Objective 1:
Translate this sentence from the cricket article into Spanish: "These are two separate A squads, playing in two different formats, on two different continents."
Objective 2:
In the cricket article, what position does Pat Howard hold at CA?
Objective 3:
Extend the article about the two Australia A squads with one or two paragraphs that pick up after its final sentence.

Start of Page text

James Pattinson flew home injured from one Australia A tour only to take part in another  •  Getty Images

Cricket Australia has fielded two Australia A sides in the same week, including one player who was sent home from the first tour because of injury, only to play for the other squad back in Australia.
From the August 7-10, Australia fought out a draw against England Lions. On the August 12 Australia A lost to an Australian side before a Clarke's XI team defeated a Bailey's XI side on the 14th.
Australia A has just finished playing a rain-affected match against the England Lions that was scheduled from the August 14-17. The first and last games were in Manchester and Birmingham, the middle games were played in Darwin.
These are two separate A squads, playing in two different formats, on two different continents. CA's General Manager of team performance Pat Howard explains the two squads as "just different players playing in different formats". The Australia A squad in England is playing four-day cricket, while the Australia A squad in Darwin is playing limited overs cricket.
The Australia A Tour to England, has so far lost seven players. James Pattinson, Pat Cummins, Ben Cutting and Peter Forrest have all been injured, but perhaps most surprisingly Mitchell Starc, George Bailey and Steve Smith were flown home for the practice match in Darwin - Smith to play for Australia A, while Bailey and Starc played for the Australian side.
Curiously, in the second scratch match in Darwin, Pattinson seemed to have recovered from the injury that sent him home from the Australia A tour to England, and took 1/26.
Howard explained why Bailey and Starc changed squads. "George Bailey is the T20 captain, and with a tour coming up it was very important that he got that preparation," he told ESPNcricinfo. "Depending on say Mitchell Starc, who spent the whole season over there for Yorkshire, he was only ever going to be joining the A team for a short while."

End of Page text
Start of Material shown

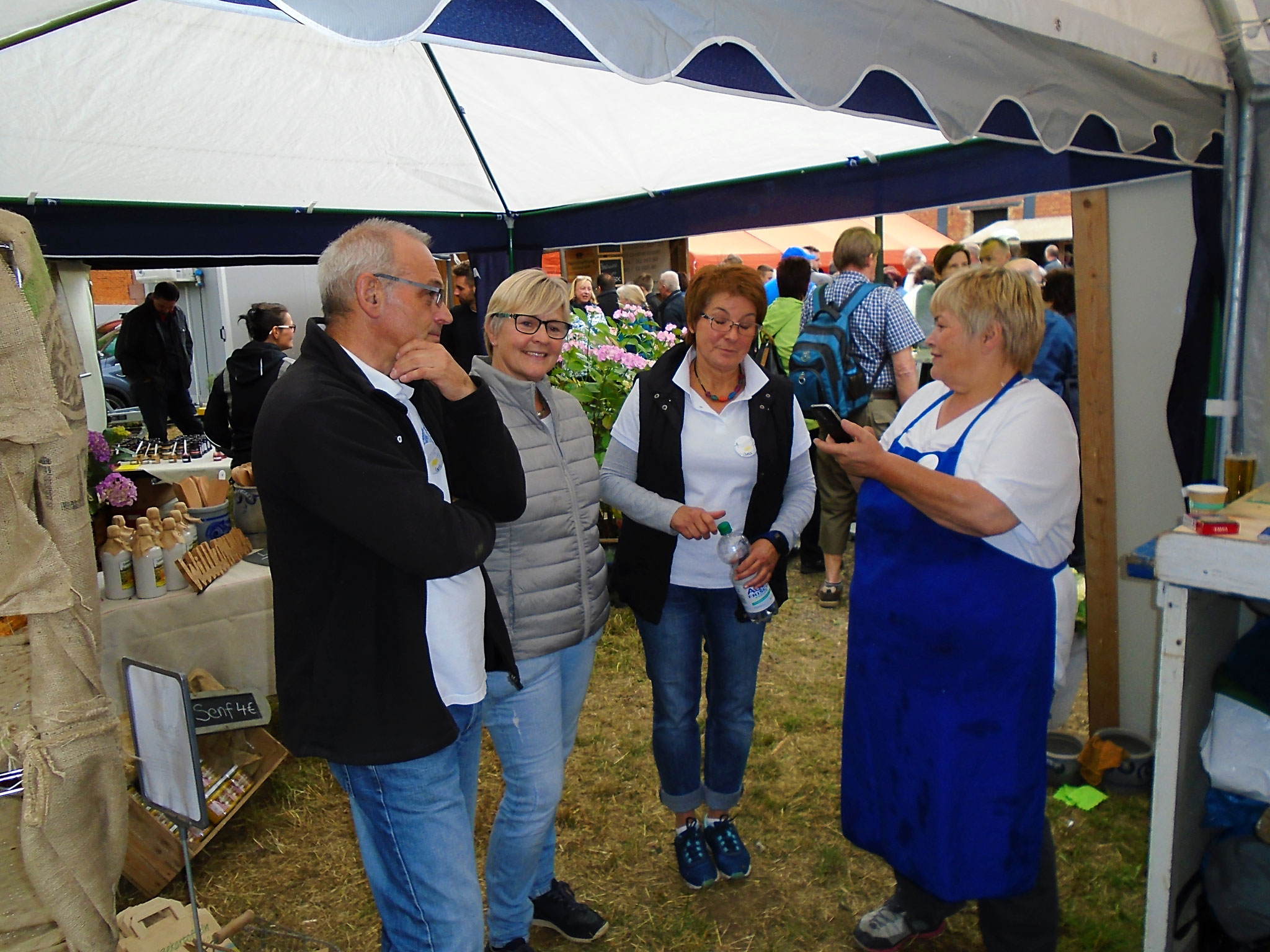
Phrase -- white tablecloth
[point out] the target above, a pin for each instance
(228, 630)
(174, 472)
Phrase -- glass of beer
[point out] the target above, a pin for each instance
(1241, 470)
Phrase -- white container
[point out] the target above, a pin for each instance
(214, 521)
(117, 568)
(173, 549)
(149, 570)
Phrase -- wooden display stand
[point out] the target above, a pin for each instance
(154, 856)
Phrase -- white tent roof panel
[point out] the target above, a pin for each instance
(228, 110)
(262, 112)
(1170, 36)
(559, 135)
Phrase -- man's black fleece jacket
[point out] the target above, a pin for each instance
(356, 531)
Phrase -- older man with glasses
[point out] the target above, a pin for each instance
(383, 469)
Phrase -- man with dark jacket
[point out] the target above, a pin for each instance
(465, 334)
(607, 296)
(383, 469)
(672, 300)
(154, 350)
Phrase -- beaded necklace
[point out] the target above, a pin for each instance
(733, 395)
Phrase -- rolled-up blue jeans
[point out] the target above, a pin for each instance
(414, 827)
(534, 731)
(672, 656)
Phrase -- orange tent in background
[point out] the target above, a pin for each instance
(765, 245)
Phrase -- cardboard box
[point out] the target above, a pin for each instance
(154, 856)
(162, 926)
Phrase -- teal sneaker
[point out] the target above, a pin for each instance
(696, 867)
(730, 856)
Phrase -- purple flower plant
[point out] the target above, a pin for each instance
(117, 490)
(98, 447)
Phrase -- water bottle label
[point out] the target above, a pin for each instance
(758, 599)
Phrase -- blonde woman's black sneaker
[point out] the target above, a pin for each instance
(561, 910)
(830, 594)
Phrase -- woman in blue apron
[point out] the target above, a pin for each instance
(967, 514)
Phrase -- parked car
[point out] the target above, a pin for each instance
(118, 391)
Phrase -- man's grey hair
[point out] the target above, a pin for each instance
(365, 249)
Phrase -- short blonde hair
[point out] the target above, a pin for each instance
(855, 247)
(631, 295)
(366, 248)
(531, 291)
(984, 295)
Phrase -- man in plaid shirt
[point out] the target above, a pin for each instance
(883, 333)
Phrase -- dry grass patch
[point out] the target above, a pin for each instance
(291, 853)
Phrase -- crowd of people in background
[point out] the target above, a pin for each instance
(954, 475)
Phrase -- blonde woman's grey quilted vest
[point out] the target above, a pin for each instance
(548, 568)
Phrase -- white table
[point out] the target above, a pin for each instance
(228, 630)
(203, 465)
(1201, 582)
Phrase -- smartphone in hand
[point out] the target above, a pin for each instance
(831, 425)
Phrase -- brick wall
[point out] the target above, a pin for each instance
(116, 288)
(1053, 203)
(962, 218)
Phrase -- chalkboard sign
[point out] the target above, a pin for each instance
(229, 710)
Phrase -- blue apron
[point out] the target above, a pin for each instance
(950, 663)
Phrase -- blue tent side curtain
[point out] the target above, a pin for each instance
(151, 235)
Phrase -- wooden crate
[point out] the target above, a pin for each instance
(154, 856)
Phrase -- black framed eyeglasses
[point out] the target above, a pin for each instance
(438, 294)
(723, 325)
(530, 324)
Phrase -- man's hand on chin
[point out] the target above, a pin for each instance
(427, 359)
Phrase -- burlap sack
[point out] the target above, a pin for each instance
(74, 809)
(29, 397)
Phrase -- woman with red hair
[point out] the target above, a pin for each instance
(706, 437)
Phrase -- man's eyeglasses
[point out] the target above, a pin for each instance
(436, 293)
(530, 324)
(723, 325)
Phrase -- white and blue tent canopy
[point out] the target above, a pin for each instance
(161, 128)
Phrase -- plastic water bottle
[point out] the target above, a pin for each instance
(758, 602)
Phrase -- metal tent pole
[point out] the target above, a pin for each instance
(510, 218)
(1227, 27)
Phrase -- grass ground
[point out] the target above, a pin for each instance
(291, 853)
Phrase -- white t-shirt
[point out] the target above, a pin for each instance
(1025, 452)
(721, 466)
(455, 620)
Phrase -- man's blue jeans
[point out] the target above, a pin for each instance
(414, 827)
(672, 655)
(534, 731)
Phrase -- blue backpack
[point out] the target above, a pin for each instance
(824, 366)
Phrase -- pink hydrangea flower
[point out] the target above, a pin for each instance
(98, 447)
(117, 490)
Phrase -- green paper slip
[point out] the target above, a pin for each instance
(1083, 798)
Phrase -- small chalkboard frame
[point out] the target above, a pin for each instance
(156, 775)
(200, 708)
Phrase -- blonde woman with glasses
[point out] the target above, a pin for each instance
(548, 570)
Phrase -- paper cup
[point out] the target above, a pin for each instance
(1204, 496)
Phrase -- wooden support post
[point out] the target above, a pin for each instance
(1098, 452)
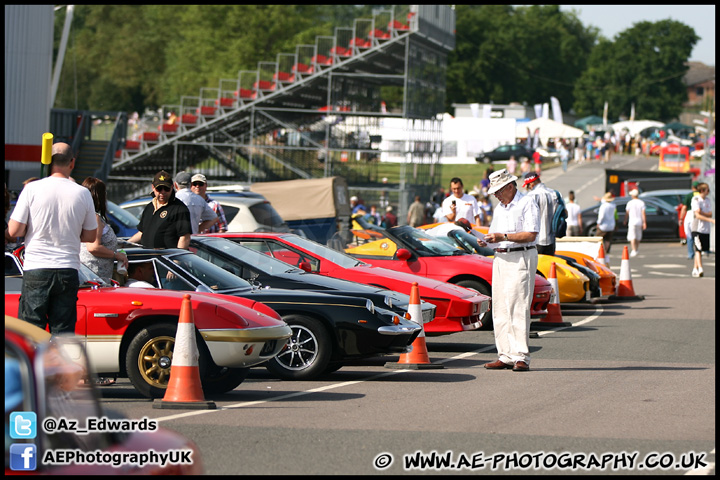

End of Material shown

Exercise response 1:
Son dos equipos A distintos, que juegan en dos formatos diferentes, en dos continentes diferentes.

Exercise response 2:
He is CA's General Manager of team performance.

Exercise response 3:
Yet, in the original correspondence with CA about this tour, there is no mention that Starc, Smith and Bailey will have to go home. Nor is there any mention that the Australia A squad will be a clash for certain players, or any mention of the Darwin camp. According to Howard, the Darwin camp was on the books since April. However, no formal details were sent to ESPNcricinfo about the scratch match or squad size until the 7th of August.
The original purpose of the A tour to England was for a fairly strong team to experience the conditions at a near-Test standard ahead of next years Ashes. It was the first A team to tour England since 1995. Because of the injuries and players that have been withdrawn, the current team is much more like an experimental A team. Players like Tom Cooper, who scored only one Sheffield Shield hundred last year (an unbeaten 203*), and Joe Burns, a 22-year-old with only 17 first class games to his name, would not necessarily have been part of a middle order in an Ashes preparation squad.
According Howard, CA is currently overseeing 45 players, which includes such players as Adam Voges and Usman Khawaja who are playing county cricket. It is from these 45 that CA has selected their senior Australia team, and the two Australia A teams. It has spread the talent in Australia very thinly. Ricky Ponting and Ryan Harris are two players who played in none of the sides.
In a squad where seven players have gone home, only three have replaced them. Phil Hughes is the latest inclusion to the Australia A squad to replace Forrest. "Hughes, Khawaja, Voges, all those players were in England and were well and truly prepared for who was going to come in during the period," Howard said. "We've been monitoring their performances, and you can consider them as part of the squad."
Hughes was in the UK playing for Worcestshire. Only a week earlier Phil Hughes was interviewed by ESPNcricinfo, and said how disappointed he was to miss out on the Australia A squad. Hughes made 51 batting at number four in the first innings.
The final day of Australia A's tour closer at Edgbaston was called off without a ball being bowled on the last day, without the England Lions first innings being completed.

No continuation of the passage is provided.